** WHAT TO DO **
Each record that follows should be repeated exactly, minus any images.

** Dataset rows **
--------
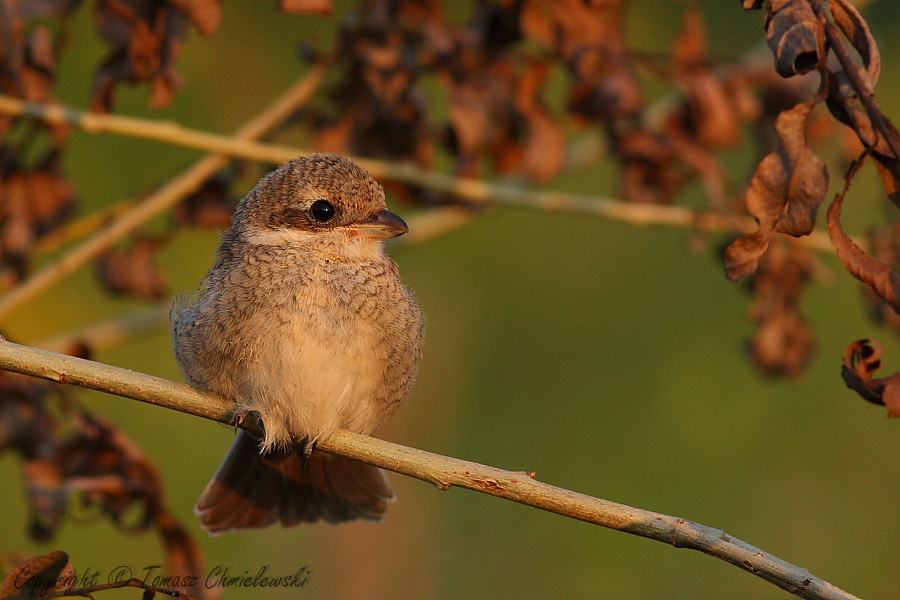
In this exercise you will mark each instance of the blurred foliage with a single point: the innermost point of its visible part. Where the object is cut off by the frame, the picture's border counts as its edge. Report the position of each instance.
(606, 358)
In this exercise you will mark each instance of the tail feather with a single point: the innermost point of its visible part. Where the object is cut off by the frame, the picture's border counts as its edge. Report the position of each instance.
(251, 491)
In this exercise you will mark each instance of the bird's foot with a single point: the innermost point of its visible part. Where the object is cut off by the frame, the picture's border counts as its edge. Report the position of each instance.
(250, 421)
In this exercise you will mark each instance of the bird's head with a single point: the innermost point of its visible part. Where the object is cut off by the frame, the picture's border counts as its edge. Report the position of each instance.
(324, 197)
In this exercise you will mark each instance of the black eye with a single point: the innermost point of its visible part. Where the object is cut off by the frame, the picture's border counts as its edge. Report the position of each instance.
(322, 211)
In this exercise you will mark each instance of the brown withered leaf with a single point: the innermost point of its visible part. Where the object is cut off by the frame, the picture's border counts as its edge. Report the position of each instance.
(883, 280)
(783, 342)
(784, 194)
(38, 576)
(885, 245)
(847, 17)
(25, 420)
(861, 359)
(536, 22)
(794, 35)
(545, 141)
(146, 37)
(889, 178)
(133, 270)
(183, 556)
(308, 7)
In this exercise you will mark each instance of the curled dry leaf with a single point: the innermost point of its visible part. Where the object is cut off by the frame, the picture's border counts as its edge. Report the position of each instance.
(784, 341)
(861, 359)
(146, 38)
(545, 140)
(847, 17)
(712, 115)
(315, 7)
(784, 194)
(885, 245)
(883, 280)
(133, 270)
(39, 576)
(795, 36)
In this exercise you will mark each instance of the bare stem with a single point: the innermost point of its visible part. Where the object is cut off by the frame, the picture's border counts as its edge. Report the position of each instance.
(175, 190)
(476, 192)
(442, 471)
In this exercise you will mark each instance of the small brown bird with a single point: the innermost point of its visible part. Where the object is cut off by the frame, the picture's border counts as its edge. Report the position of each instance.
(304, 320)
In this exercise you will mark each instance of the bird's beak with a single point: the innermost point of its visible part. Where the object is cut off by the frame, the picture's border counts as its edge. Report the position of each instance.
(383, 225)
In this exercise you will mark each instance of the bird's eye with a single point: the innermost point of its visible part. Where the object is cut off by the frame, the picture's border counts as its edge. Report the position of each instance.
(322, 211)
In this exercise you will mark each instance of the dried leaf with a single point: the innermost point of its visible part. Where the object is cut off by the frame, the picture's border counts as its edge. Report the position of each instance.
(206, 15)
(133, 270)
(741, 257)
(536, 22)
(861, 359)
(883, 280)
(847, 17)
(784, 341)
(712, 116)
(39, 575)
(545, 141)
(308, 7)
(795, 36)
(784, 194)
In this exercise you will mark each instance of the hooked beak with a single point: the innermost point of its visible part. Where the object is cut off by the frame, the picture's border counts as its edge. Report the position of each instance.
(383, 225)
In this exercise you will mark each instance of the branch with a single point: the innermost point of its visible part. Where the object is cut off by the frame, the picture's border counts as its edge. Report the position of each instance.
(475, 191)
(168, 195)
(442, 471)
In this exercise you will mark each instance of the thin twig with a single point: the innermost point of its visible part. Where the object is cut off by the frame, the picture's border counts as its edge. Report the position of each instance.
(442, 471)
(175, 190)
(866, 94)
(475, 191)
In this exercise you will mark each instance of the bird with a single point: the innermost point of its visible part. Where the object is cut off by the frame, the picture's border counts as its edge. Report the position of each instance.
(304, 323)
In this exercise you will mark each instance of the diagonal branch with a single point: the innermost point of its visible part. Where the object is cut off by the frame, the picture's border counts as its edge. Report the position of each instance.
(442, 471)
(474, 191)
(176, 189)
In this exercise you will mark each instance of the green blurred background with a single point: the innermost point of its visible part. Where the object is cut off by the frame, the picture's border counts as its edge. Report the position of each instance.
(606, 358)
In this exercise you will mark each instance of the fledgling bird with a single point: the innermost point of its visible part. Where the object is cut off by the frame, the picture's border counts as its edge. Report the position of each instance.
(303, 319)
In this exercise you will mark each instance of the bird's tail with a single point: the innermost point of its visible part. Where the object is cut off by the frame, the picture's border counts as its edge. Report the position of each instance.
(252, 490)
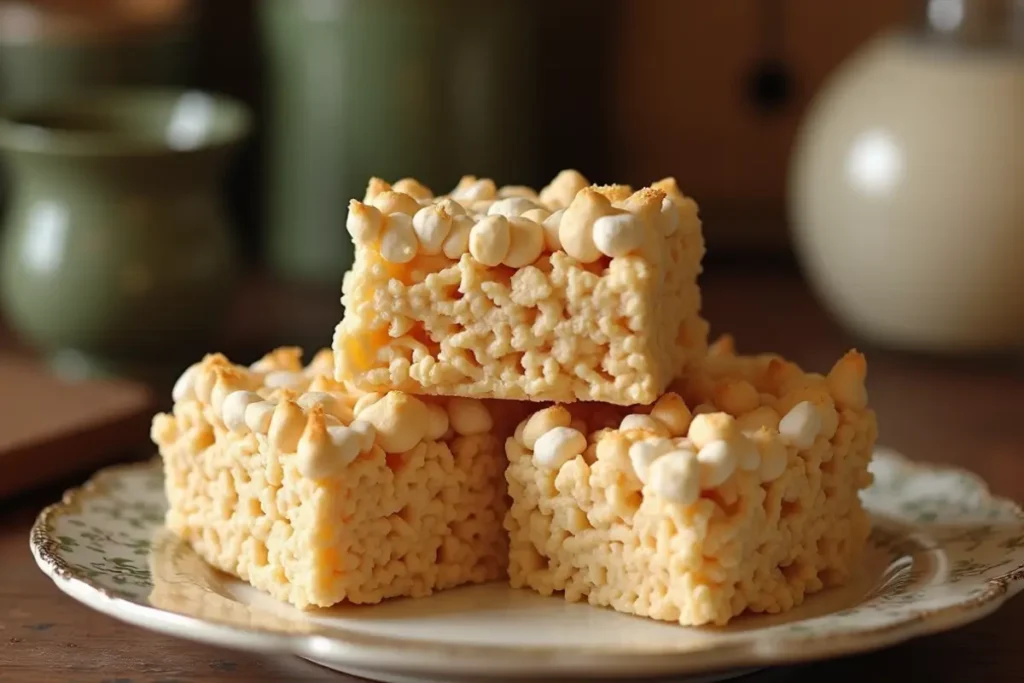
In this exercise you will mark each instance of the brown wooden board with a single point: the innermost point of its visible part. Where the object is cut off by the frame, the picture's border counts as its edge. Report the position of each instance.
--------
** RESPONSE TO THIS TASK **
In this exercise you will mark each instance of the blurred foliage with a single point: the innermost point of its visible part. Where the object is cut off by the frame, the picture's border counts as its edge. Report the position of each instance.
(606, 358)
In this exercise you will mark each instance of the tail feather with a single point: the innermost point of its visible part. Where the object is cut off by the frame, the picture's border counts as its edge. Report the position of each instance.
(251, 491)
In this exercise you will mark each instance of the bird's foot with a single point: the innermost point of its visible part. Where the object is cut off by the frame, the picture's border counts as its edge. Report the position of each instance.
(250, 421)
In this exercise you will mark each instance of the bird's head with a single point: the innermost point of its visible part. Where the object is cut off by the frame, the picture's border counts as its edge. Report the position of each instance.
(324, 197)
In this exercise you will mark each instance of the black eye with a single point: the innermost point of its visible part. Where the object is cut off by the frame, the picture's border counts as its edge. Report the position of each instance.
(322, 211)
In this exercise you will mark each instance of the brown withered leaf with a single point: the innermost point of its visible part. Where the object is cut off by the frame, the picture's border counts as its edge. Report the position of each instance.
(883, 280)
(783, 342)
(784, 194)
(38, 576)
(885, 245)
(847, 17)
(25, 420)
(861, 359)
(536, 22)
(794, 35)
(545, 141)
(146, 37)
(889, 178)
(133, 270)
(183, 556)
(308, 7)
In this exercise you will mark each instance of the curled dry leaf with a single point: the innermost point of its visible part. Where the object is cut off by the frame, the picture's border counts as its edge. Report the position of each instance.
(784, 341)
(861, 359)
(146, 38)
(545, 140)
(847, 17)
(712, 115)
(315, 7)
(784, 194)
(885, 245)
(883, 280)
(133, 270)
(39, 576)
(795, 36)
In this exercise you will mark each instance of the bare stem with a single point: the innermost point of its visible part. Where the object is cut off by the frame, the picture's border counts as its edge. Report the position of each instance.
(175, 190)
(476, 192)
(442, 471)
In this exercise you will mark each instance of the small brown bird with a single point: the innermost point of its visible part. Where the object is cut off by the frame, the picture's border counts as its edge. Report the position of each instance.
(304, 320)
In this exercise you will mark each instance of the bird's beak with a single point: the innermost point of its visible part. Where the object is cut off by the frame, the picture's border counts as its edge. Report the position of each instance.
(383, 225)
In this exercise you will mark each instance of the bird's eye with a single point: the innermost point of its visible part. Where the object is cut off by the frame, the picture's border counts as its edge. Report the position of each instance.
(322, 211)
In this exercise you will mark each instance of the dried leaf with a single point: the innermost point of its visible part. Where the object is cut off by the frame, the picture's border counts as its edge. Report the position of each instance.
(206, 15)
(133, 270)
(741, 257)
(536, 22)
(861, 359)
(883, 280)
(847, 17)
(784, 341)
(712, 116)
(39, 575)
(545, 141)
(308, 7)
(795, 36)
(784, 194)
In this exercise you will mark each instance of the hooked beak with a single point: the innermost point of its visible part. Where the object is cut off by the frame, the picture's border counts as its edge. Report the position of each instance.
(383, 225)
In this exercise you will mark each instance of the branch with a single point: the innermost point of its visible part. Where the object is cut off by the frame, the picture's border counts as its edge. Report the position of each instance.
(475, 191)
(168, 195)
(442, 471)
In this exercise you will mark each instance of the thin twig with a single point: the innermost point of its visible part. Where the object is cut off by the frame, the picture's border counts as its edge. Report the position of each instance.
(442, 471)
(175, 190)
(866, 94)
(475, 191)
In this exercise you will mark each instance of the bird with a single point: the innermost point of its visible part. Where the object is cut off by the frame, the picture's border counts as its edge. Report the position of each instance.
(304, 323)
In this exercise you will mark each instance of the diagonal branch with a single point: the innermost point of its visible part. Where the object is cut off by the frame, the picture's border counts as its edge. Report the position of each instance.
(442, 471)
(474, 191)
(176, 189)
In this exercise you will mark each instance of the green blurred background with a single point: the innermost point of its visible part. Where the object is cut off by the frame, the picture's border counts as its edge. Report the position of each instance.
(606, 358)
In this exercise you will mark each instance of the fledgling bird with a single point: the innermost point of its visible part. Where the object is cut off by the frame, the picture's border counts as its edge. Report the position of each instance.
(303, 319)
In this exercise you will mark each instance of the bird's tail with a single point: the innermost point of its visible part. Where the object is cut off by the frame, the picture's border counts as its edge. Report the position of each instance.
(252, 490)
In this exercise you will mark each instance of the brown wooden board with a single point: the innermost point of its visible part. Where the object is cut off by the frame, the picture's border counts as its edge. Report the position of each instance.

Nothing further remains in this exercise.